DESCRIPTION OF THE TASK: The line holding "Objective — one point per instance of the player's" and all lines that follow it to the end of the data: return these exactly, and nothing more.

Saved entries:
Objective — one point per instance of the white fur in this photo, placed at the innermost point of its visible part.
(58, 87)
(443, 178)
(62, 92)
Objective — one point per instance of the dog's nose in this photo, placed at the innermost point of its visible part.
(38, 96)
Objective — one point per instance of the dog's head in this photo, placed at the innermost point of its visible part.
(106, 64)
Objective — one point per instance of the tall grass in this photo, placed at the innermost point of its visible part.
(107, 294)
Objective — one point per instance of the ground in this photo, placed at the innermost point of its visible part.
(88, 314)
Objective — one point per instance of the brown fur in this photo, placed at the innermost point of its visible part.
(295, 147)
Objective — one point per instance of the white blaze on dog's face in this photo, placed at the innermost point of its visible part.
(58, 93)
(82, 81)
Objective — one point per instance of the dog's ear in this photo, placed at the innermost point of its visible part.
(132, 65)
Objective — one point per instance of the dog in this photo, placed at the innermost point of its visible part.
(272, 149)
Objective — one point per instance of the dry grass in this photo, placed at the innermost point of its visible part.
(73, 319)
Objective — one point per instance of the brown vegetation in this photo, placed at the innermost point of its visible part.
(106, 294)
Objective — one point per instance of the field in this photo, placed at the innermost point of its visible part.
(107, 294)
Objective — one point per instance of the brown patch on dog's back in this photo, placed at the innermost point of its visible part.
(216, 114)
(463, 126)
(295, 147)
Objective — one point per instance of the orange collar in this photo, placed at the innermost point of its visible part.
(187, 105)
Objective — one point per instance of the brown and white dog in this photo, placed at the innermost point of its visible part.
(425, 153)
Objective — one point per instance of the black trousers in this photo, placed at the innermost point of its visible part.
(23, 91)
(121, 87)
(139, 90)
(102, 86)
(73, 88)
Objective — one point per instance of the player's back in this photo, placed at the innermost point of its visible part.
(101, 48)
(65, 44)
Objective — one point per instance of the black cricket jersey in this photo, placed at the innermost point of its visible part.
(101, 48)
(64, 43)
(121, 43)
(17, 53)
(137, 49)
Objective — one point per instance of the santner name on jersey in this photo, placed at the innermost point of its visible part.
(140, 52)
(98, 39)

SOLUTION:
Objective — one point per instance of the player's back in this photo, placed at the innermost point of its visible part.
(101, 48)
(65, 44)
Objective — one point per instance of the black cricket jersey in this photo, placed at the innermost point of its visible part.
(101, 48)
(64, 43)
(121, 43)
(17, 53)
(137, 49)
Objective — one point per instance of the santner name on jersey in this photo, placed at the innermost point of its visible part.
(140, 52)
(98, 39)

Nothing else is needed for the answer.